▶ [Условие задания]:
Назовите все явления, источники которых, согласно приведенному в отрывке о докладе Ленина на V съезде партии убеждению крестьянства, можно уничтожить отменой частной собственности на землю и разделом земли поровну.

▶ [Фрагмент страницы]:
К этой теме он возвращается на V съезде партии в Лондоне, в докладе об отношении социалистов к буржуазным партиям, в котором его взгляды на этот счет были изложены во всей их широте, «…революция наша, — сказал Ленин в докладе, — буржуазная в смысле ее общественного экономического содержания… Даже самая полная победа современной революции, т. е. завоевание наиболее демократической республики и конфискация всей помещичьей земли крестьянством, нисколько не затрагивает основ буржуазного общества. Частная собственность на средства производства (или частное хозяйство на земле…) и товарное хозяйство — остаются». Противоречия капиталистического общества при этом не стираются, а наоборот. «Все это для всякого марксиста должно быть совершенно бесспорно». Но значит ли это, спрашивает Ленин, что буржуазной революцией должна руководить буржуазия? Ответ следует отрицательный: «Довести ее до конца, т. е. до полной победы, в состоянии только пролетариат». Почему? Потому что «крупнейшей особенностью этой революции является острота аграрного вопроса… Эта борьба за землю неизбежно толкает громадные массы крестьянства на демократический переворот, ибо только демократия может дать им землю, давая им господство в государстве». Поэтому «победа современной революции в России возможна только как революционно-демократическая диктатура пролетариата и крестьянства». Именно это, а отнюдь не блок с буржуазными партиями, должно быть целью социал-демократии. «Наша буржуазия контрреволюционна», — говорит Ленин. Даже крестьянство преследует утопические цели. «В чем главная его (крестьянства) утопия? Несомненно, в идее уравнительности, в убеждении, будто уничтожение частной собственности на землю и раздел земли (или землепользования) поровну способны уничтожить источники нужды, нищеты, безработицы, эксплуатации».

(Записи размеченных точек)
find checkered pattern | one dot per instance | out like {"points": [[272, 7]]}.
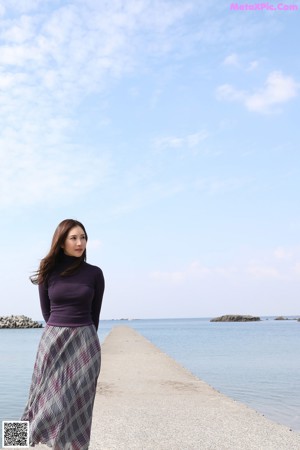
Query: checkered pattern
{"points": [[63, 387]]}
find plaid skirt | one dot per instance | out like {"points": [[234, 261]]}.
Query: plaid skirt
{"points": [[63, 387]]}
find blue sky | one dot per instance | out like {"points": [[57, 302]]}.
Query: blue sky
{"points": [[169, 128]]}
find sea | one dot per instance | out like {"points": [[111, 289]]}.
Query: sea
{"points": [[256, 363]]}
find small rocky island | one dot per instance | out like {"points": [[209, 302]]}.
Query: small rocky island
{"points": [[235, 318], [18, 322]]}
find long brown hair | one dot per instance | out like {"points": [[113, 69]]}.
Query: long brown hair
{"points": [[55, 254]]}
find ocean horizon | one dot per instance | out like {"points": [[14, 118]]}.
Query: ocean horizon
{"points": [[255, 363]]}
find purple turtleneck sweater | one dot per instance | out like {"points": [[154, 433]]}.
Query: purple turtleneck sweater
{"points": [[74, 300]]}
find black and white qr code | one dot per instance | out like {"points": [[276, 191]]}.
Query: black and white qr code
{"points": [[15, 434]]}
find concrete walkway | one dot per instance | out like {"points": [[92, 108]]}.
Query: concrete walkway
{"points": [[146, 401]]}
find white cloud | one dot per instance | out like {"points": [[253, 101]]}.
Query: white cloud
{"points": [[235, 61], [214, 185], [278, 89], [53, 56], [232, 60], [263, 272], [282, 253], [190, 141]]}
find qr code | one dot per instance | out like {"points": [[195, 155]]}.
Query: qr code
{"points": [[15, 434]]}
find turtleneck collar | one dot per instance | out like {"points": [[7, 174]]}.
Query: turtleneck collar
{"points": [[66, 260]]}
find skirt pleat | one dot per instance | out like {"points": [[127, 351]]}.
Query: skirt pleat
{"points": [[63, 387]]}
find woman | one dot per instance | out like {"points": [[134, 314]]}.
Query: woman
{"points": [[67, 366]]}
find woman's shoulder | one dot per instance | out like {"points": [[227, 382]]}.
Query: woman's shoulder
{"points": [[92, 269]]}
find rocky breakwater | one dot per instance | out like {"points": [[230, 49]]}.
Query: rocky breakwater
{"points": [[18, 322], [235, 318]]}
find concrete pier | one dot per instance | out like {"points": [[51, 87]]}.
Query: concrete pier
{"points": [[146, 401]]}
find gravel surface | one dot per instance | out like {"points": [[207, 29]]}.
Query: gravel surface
{"points": [[146, 400]]}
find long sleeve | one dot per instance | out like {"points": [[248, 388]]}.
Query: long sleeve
{"points": [[97, 300], [44, 301]]}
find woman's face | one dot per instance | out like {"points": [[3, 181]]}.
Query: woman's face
{"points": [[75, 242]]}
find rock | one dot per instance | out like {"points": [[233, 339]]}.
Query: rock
{"points": [[235, 318], [18, 322]]}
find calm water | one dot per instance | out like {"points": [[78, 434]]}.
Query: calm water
{"points": [[256, 363]]}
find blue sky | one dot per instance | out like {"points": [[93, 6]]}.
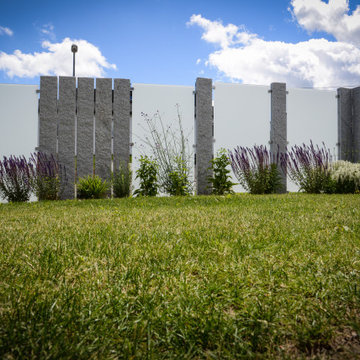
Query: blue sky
{"points": [[306, 43]]}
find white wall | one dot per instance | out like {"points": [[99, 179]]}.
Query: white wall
{"points": [[241, 117], [311, 115], [18, 119], [149, 99]]}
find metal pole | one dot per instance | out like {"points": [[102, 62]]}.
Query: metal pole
{"points": [[74, 50], [73, 64]]}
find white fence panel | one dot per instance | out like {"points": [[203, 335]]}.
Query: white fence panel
{"points": [[164, 99], [311, 116], [241, 117], [18, 119]]}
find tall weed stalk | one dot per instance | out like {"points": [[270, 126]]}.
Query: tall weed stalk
{"points": [[16, 177], [170, 148], [309, 167], [256, 169]]}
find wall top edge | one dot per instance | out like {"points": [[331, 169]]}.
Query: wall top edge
{"points": [[6, 84], [163, 85]]}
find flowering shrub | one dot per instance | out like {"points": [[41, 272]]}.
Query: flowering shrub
{"points": [[256, 169], [16, 174], [345, 177], [308, 167], [46, 182]]}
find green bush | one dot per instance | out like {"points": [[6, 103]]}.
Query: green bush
{"points": [[147, 174], [221, 183], [122, 182], [92, 187], [178, 184]]}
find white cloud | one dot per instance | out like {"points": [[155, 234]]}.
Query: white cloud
{"points": [[48, 30], [56, 59], [216, 33], [250, 59], [6, 31], [332, 17]]}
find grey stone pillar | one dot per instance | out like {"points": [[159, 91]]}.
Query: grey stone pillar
{"points": [[66, 133], [278, 125], [48, 115], [345, 124], [85, 127], [356, 124], [203, 135], [121, 116], [103, 121]]}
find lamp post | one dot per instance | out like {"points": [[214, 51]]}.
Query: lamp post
{"points": [[74, 50]]}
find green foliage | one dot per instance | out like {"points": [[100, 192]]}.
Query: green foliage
{"points": [[221, 183], [122, 182], [170, 148], [147, 174], [190, 277], [178, 184], [265, 181], [47, 188], [92, 187]]}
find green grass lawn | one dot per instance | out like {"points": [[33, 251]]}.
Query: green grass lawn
{"points": [[189, 278]]}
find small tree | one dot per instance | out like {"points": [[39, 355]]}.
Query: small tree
{"points": [[122, 182], [221, 179], [147, 174]]}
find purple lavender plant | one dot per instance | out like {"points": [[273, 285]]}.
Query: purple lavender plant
{"points": [[16, 176], [256, 169], [308, 167], [46, 182]]}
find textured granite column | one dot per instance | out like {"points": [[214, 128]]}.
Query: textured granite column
{"points": [[121, 116], [356, 123], [278, 125], [103, 120], [48, 115], [66, 133], [203, 135], [85, 127], [345, 124]]}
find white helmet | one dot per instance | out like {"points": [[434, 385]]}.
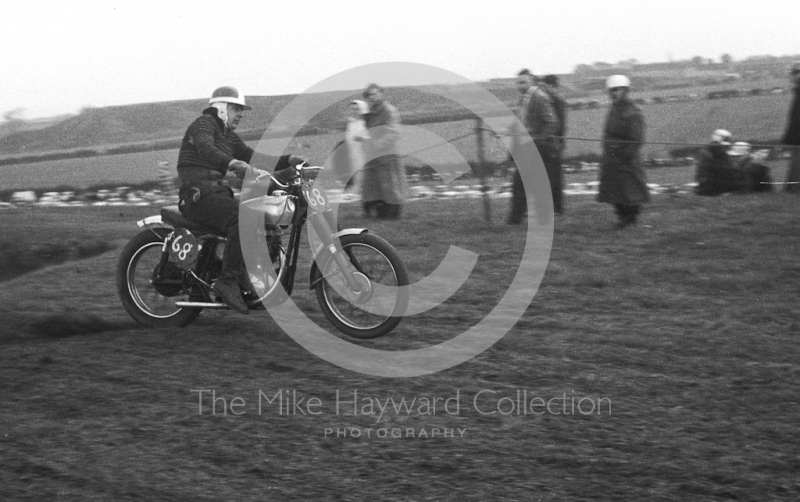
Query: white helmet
{"points": [[228, 94], [721, 136], [617, 81], [739, 148]]}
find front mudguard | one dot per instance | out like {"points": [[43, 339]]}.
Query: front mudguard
{"points": [[323, 253]]}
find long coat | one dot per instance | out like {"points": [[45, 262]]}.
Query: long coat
{"points": [[622, 178], [792, 134], [384, 175], [348, 155]]}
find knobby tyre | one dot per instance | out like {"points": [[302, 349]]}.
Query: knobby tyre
{"points": [[381, 271], [149, 302]]}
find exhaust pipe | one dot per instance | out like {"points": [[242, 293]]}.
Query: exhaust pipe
{"points": [[202, 305]]}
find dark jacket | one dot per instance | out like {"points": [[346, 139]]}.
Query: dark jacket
{"points": [[792, 135], [622, 178], [207, 149], [560, 107], [384, 177], [716, 173], [538, 114]]}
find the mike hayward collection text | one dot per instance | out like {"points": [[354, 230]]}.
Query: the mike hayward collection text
{"points": [[354, 403]]}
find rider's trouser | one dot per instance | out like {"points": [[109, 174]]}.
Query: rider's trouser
{"points": [[215, 207]]}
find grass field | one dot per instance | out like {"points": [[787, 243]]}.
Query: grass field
{"points": [[687, 325]]}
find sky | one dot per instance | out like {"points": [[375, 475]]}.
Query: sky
{"points": [[59, 57]]}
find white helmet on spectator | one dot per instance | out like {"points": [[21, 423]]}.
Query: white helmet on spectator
{"points": [[739, 148], [721, 136], [228, 94], [615, 81]]}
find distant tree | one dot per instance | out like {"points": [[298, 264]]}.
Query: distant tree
{"points": [[14, 120]]}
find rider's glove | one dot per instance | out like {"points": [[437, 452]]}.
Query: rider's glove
{"points": [[239, 167], [295, 160]]}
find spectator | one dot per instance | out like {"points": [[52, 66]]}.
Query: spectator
{"points": [[384, 182], [752, 176], [348, 155], [538, 116], [792, 135], [623, 182], [550, 86], [715, 173]]}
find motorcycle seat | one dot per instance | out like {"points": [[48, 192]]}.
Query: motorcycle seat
{"points": [[172, 216]]}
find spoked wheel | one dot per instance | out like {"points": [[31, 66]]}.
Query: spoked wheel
{"points": [[150, 301], [374, 308]]}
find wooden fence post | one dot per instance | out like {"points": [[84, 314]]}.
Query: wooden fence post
{"points": [[482, 170]]}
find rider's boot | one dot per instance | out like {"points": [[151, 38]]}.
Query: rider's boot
{"points": [[227, 286]]}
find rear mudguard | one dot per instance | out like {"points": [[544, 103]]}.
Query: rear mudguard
{"points": [[152, 222], [316, 275]]}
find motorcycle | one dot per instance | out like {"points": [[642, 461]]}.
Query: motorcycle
{"points": [[165, 274]]}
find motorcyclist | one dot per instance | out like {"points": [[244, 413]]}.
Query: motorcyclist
{"points": [[209, 150]]}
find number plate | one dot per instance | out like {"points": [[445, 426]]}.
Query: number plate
{"points": [[316, 197], [183, 248]]}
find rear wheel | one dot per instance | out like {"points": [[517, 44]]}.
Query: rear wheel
{"points": [[151, 301], [381, 300]]}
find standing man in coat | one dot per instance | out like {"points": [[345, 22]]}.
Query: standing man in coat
{"points": [[384, 183], [538, 116], [622, 179], [792, 135]]}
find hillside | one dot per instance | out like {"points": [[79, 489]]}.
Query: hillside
{"points": [[159, 126], [165, 122]]}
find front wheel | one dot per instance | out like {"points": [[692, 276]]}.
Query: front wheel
{"points": [[376, 307], [148, 299]]}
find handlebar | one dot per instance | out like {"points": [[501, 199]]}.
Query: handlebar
{"points": [[300, 168]]}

▶ [Ответ к заданию]:
Нужда, нищета, безработица, эксплуатация.